**Dataset rows**

········

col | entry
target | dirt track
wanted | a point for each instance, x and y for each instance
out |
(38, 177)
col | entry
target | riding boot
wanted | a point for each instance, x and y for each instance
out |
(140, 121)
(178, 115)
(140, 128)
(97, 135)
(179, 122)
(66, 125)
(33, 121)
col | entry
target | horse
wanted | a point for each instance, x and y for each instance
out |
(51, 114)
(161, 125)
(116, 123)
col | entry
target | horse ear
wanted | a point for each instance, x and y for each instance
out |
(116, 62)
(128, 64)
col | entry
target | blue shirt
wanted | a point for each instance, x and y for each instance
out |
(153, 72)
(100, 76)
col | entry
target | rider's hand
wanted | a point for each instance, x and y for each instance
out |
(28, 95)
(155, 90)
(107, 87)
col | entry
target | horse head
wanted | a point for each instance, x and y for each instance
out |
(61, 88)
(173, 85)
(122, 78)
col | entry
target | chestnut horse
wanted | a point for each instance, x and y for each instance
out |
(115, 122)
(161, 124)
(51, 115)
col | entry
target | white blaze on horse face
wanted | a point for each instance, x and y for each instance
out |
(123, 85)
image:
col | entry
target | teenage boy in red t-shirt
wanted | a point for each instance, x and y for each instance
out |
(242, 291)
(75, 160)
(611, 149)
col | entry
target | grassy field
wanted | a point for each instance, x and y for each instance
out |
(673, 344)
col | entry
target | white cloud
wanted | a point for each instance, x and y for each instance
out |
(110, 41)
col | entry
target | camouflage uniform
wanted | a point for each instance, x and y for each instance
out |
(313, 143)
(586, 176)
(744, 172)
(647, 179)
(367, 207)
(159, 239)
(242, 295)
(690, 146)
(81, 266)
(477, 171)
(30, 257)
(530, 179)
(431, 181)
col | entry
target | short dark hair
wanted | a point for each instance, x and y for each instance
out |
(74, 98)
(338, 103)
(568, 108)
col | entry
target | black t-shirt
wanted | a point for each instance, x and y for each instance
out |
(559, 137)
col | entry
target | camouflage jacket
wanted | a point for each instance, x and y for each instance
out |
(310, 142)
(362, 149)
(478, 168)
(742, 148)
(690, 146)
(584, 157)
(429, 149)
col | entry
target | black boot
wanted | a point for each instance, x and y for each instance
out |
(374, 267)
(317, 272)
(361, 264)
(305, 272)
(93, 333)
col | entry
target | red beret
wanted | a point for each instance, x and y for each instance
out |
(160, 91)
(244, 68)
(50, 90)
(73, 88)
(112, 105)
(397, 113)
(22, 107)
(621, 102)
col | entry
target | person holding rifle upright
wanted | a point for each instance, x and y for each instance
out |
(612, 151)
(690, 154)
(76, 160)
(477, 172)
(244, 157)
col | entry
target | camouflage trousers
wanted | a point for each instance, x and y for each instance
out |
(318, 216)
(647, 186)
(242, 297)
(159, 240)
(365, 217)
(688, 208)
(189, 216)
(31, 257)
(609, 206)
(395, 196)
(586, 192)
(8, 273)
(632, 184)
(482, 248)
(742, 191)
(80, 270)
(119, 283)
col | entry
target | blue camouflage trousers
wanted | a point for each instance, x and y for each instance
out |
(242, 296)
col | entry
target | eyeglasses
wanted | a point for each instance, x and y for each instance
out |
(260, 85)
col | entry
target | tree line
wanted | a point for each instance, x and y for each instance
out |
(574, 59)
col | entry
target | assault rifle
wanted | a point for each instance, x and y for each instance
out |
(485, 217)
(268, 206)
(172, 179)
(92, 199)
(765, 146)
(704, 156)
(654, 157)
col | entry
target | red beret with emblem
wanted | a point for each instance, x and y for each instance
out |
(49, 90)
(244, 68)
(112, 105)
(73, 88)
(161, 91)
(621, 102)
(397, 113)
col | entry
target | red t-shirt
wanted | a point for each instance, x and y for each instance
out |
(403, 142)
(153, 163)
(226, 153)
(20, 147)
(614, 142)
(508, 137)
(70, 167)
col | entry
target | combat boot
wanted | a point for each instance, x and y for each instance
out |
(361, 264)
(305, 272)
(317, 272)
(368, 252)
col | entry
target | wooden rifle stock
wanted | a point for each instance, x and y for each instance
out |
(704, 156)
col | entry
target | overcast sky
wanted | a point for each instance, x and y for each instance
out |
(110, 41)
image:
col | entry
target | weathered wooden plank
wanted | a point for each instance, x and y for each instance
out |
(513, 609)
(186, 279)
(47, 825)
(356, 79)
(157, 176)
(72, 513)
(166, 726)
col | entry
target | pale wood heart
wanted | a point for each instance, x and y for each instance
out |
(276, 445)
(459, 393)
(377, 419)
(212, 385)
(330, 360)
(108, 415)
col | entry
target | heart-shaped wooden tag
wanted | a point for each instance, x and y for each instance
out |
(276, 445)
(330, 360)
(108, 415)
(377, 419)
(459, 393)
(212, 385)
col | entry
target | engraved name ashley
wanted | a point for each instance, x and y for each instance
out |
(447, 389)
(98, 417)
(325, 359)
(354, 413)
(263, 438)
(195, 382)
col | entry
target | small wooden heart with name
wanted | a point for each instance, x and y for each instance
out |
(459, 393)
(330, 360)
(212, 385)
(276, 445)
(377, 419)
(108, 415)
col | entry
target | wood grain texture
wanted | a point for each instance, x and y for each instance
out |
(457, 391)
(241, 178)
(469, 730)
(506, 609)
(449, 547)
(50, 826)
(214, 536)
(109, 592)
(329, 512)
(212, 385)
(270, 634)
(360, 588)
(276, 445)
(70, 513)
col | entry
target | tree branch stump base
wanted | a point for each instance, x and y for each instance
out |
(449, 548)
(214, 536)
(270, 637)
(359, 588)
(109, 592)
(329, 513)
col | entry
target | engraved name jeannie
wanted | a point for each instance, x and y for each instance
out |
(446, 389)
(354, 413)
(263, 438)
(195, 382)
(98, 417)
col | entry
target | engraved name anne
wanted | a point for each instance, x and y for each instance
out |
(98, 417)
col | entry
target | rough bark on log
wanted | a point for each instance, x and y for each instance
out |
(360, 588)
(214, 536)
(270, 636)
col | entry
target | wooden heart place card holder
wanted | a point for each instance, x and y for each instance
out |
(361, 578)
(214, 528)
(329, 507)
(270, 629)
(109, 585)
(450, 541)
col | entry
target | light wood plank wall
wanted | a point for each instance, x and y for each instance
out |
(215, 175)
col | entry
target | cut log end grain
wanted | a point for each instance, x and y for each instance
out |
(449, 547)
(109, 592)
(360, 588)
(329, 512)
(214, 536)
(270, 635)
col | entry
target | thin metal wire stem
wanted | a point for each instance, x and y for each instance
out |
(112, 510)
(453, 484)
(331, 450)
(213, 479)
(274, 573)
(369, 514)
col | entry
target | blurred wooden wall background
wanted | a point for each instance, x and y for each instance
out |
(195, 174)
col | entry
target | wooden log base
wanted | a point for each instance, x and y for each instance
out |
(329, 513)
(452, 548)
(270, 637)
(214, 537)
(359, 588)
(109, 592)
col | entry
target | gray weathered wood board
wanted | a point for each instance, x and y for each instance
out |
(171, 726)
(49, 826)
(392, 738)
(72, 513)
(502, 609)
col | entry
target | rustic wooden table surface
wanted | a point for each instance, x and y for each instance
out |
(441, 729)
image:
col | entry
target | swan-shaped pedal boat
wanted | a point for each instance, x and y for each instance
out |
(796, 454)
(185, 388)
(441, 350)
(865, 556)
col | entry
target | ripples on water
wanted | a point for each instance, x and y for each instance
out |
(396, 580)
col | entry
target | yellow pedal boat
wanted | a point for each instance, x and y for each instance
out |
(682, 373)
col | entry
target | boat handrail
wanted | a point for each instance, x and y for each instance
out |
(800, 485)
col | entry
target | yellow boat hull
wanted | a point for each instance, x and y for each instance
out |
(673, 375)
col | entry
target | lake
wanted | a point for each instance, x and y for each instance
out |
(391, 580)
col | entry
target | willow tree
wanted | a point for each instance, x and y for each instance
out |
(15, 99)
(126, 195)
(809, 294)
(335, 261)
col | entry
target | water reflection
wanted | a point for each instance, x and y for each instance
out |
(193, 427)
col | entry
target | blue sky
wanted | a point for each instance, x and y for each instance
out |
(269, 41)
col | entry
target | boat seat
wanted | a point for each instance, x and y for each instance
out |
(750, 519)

········

**What to produce**
Count the lines in the material above that contain the string "wooden", treating uppercase and lowercase as different, and reply with only that number.

**Correct answer**
8